→ **DOCUMENT EXCERPT**:

Indoor Photographs WITHOUT flash

February 24th, 2012
I've never been a firm believer in flash; however, I have a speedlite kit on the way to try to get myself out of the habit (gotta learn how to use it though)!

I have a Canon 500d and have been having a bit of issues taking indoor photographs. I like natural lighting more than anything, but I can't seem to get a good photograph.

I usually will stay between ISO 800-1600, and my lens doesn't go past a f/3.5 aperture. With shutter speed, I will try to use about 1/60 but will get too dark of images.

Sometimes, I also have the problem when i'm in the aperture-priority mode (which I favor) where the shutter speed gets too slow to get a clear image (too much blur).

Do you guys have any tips?
February 24th, 2012
For indoor natural light I use my Canon 50mm f/1.8 and my 85mm 1.8, it does an awesome job. The wider aperture is the best thing I have found. On another note I am terrible with my speedlite :( So I cannot wait to hear tips from those who use it!
February 24th, 2012
I also use the 50mm 1.8, I hate flash! But then I've only got the standard on my cannon 50d
February 24th, 2012
Ohh and I understand 50mm lens aren't too expensive... Mine came with the camera. Maybe worth looking at?
February 24th, 2012
@kaseycarroll @2sweetladybugs @sarahricho

Now from my point of view (being someone that uses all types of flash a lot), I always find it interesting when people say they dont like flash... What they are really say in my opinion is they dont know how to use flash!..

I can see why you are getting crappy pictures as the camera have does not like high ISO and the image will be very noisy.

You have two choices

1) put my light into the room through the use of any available light (available light also means flash, window, lights, etc)
2) get a faster lens. If you get a bigger F stop then you can get better pictures in low light, just remember with that there is a trade of that your DOF will be less.

When I shoot indoor at events I will use TV most most of the time, even when I have flash on board. The reason being is that the only factor you can control is how you want to capture the action as people are generally moving around. i.e. do you want them blurred or sharp...

The camera will take care of the rest.

If you use AV with flash, the camera will try and expose the entire image so the shutter will stay open to try and capture the dark areas that the flash didnt get.
February 24th, 2012
When my shutter speed is too low in AP I look at my A, S& iso settings, switch to manual and plug them in, then make sure my SS is at the slowest 1/60, and bump my iso & aperture accordingly. I often find indoors & night that I don't have to adjust my A or ISO, just go over to manual and put that SS at 1/60. My camera seems to overcompensate the shutter speed for low light in AP.


Hope that makes sense, typing on iPod with one thumb is not so awesome!
February 24th, 2012
@agima how do you mean, use flash correctly! i just feel like my images turn out.. wrong.. with flash! i don't think i'm doing it right!
February 24th, 2012
@kaseycarroll There are right ways to use flash and wrong ways.

If you look through my project you will see a heap of examples about lighting.

→ **STORED DATA**:

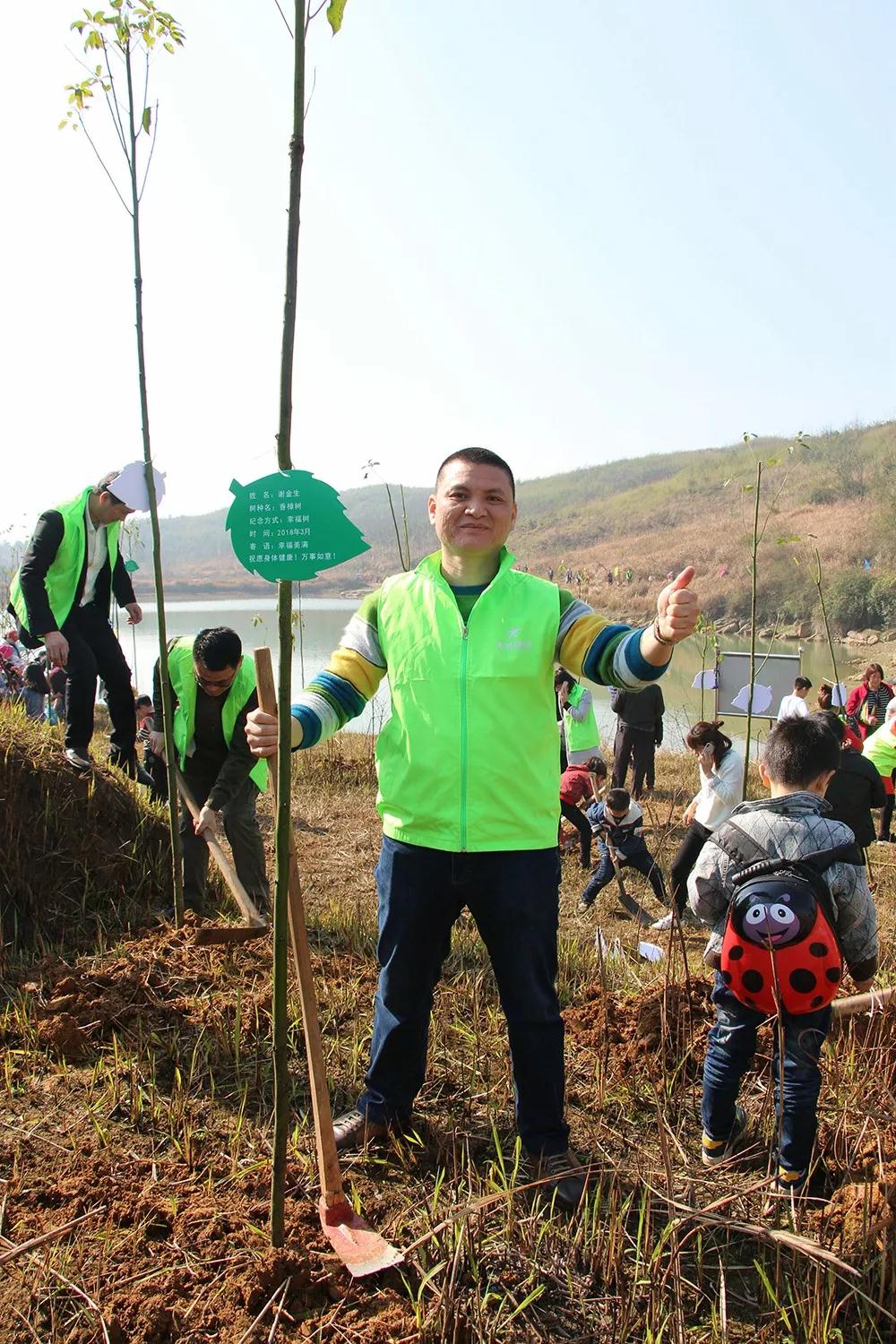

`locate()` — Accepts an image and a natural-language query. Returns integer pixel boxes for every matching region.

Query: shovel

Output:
[175,771,267,948]
[255,650,404,1279]
[603,831,653,926]
[831,986,896,1026]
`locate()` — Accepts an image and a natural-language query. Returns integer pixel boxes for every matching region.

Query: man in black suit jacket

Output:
[9,464,146,782]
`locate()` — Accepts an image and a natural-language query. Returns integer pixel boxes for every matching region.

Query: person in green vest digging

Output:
[9,462,157,784]
[149,625,269,916]
[554,668,600,771]
[246,448,699,1211]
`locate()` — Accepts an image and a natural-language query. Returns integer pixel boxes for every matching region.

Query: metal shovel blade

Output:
[317,1199,404,1279]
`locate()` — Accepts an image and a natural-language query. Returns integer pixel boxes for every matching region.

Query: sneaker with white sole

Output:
[700,1107,747,1167]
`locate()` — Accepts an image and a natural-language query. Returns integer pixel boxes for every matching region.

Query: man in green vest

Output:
[9,462,154,784]
[246,448,699,1210]
[149,625,269,914]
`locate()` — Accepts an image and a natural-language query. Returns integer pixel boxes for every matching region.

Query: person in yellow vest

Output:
[246,448,699,1211]
[9,462,162,784]
[149,625,269,914]
[863,699,896,844]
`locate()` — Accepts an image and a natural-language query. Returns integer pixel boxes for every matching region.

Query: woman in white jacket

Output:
[653,719,745,929]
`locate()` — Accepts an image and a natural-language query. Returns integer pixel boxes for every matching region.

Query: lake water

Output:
[119,599,870,750]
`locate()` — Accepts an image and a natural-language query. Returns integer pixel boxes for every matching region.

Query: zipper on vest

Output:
[461,623,469,854]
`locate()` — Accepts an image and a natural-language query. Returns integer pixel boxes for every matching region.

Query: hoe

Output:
[255,650,404,1279]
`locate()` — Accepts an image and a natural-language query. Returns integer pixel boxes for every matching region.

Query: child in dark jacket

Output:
[579,789,668,910]
[560,755,607,868]
[688,715,877,1196]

→ **WRITTEN TASKS**:
1. In the forum thread on indoor photography without flash, translate this sentence into Spanish: "The wider aperture is the best thing I have found."
2. Pick up the forum thread on indoor photography without flash right after its last sentence, and continue it.

→ **TASK RESPONSES**:
1. La apertura más amplia es lo mejor que he encontrado.

2.
It might give you some ideas and feel free to ask questions against my photos and I can explain how I did some of my lighting.
February 24th, 2012
@kaseycarroll hi kasey, as a quick tip:
i don't know exactly what you are doing, so i will just throw a common solution. it's better to bounce the flash in the ceiling or white wall. Bounce in a wall usually results in a more pleasant light than the ceiling (which most of the times results in shadows in the eyes of the people). But all of those, used as a fill flash are better than a shaky photo with no flash.

I am in the same position as you. Flash can be difficult. If the light output is too strong, it kills most of the ambient light and the pics look unnatural. If the flash is too strong, get it in manual mode and reduce the flash power (or get physically farther from the subject you are shooting and zoom in to compensate) and bump up ISO and the shutter speed to 1/80 or something.

The ideal is not to have the impression the pic was taken with flash. It means when this happens that the flash is so soft it only helps the camera to register the image still. Also with flash on (even with less power), you can easily use lower shutter speed if necessary and still get a sharp image.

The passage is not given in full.